**TRY IT**
Within this material, find every line where the string "person" appears, and copy it out.

====================

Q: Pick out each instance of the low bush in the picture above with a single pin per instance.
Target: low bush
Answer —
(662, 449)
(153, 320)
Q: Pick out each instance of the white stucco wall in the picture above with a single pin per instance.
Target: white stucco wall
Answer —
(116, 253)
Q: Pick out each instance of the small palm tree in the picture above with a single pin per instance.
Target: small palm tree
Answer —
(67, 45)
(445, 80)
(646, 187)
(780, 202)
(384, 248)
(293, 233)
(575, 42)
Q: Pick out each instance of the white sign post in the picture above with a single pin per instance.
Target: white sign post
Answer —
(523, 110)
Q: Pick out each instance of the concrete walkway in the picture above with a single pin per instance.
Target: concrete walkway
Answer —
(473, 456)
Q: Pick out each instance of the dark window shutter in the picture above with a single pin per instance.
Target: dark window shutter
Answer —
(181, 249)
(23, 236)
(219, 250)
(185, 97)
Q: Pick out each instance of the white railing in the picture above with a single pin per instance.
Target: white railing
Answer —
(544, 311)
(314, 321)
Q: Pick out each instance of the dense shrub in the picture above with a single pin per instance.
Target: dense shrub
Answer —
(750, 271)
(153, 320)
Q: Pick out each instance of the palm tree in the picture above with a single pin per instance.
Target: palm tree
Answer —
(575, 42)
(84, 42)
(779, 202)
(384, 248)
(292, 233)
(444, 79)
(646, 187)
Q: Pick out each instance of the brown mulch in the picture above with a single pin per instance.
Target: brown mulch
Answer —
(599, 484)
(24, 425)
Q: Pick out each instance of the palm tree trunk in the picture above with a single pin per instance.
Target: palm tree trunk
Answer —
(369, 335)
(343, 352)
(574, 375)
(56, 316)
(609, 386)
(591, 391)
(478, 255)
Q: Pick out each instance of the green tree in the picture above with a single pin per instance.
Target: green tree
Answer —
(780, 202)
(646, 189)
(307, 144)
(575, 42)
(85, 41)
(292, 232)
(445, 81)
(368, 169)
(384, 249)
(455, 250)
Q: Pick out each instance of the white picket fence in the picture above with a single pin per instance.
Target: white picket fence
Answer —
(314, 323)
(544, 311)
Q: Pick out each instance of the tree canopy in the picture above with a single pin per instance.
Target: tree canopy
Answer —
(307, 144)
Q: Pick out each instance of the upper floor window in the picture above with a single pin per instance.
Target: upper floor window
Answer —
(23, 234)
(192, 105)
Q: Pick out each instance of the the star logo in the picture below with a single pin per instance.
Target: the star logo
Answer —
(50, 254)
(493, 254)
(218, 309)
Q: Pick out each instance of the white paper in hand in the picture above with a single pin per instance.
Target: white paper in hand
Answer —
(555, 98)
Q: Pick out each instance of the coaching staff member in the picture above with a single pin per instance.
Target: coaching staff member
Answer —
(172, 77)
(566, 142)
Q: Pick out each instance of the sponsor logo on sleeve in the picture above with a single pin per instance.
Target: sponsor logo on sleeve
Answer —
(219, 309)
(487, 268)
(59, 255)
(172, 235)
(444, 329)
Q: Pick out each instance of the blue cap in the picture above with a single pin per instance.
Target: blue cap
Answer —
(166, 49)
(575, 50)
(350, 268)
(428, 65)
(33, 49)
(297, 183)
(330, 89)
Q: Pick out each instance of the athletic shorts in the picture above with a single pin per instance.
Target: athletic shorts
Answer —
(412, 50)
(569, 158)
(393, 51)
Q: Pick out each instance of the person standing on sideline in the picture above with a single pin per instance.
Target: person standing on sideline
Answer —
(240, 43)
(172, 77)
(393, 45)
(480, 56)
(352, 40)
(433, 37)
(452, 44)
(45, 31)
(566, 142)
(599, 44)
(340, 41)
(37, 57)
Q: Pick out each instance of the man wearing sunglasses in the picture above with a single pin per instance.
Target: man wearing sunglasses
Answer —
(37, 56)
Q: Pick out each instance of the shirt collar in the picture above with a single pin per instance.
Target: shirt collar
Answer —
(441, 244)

====================

**OUTPUT**
Q: Pick out each instance of the person standing on sideline in the picture above with a single pin per instance.
Target: person standing on sideline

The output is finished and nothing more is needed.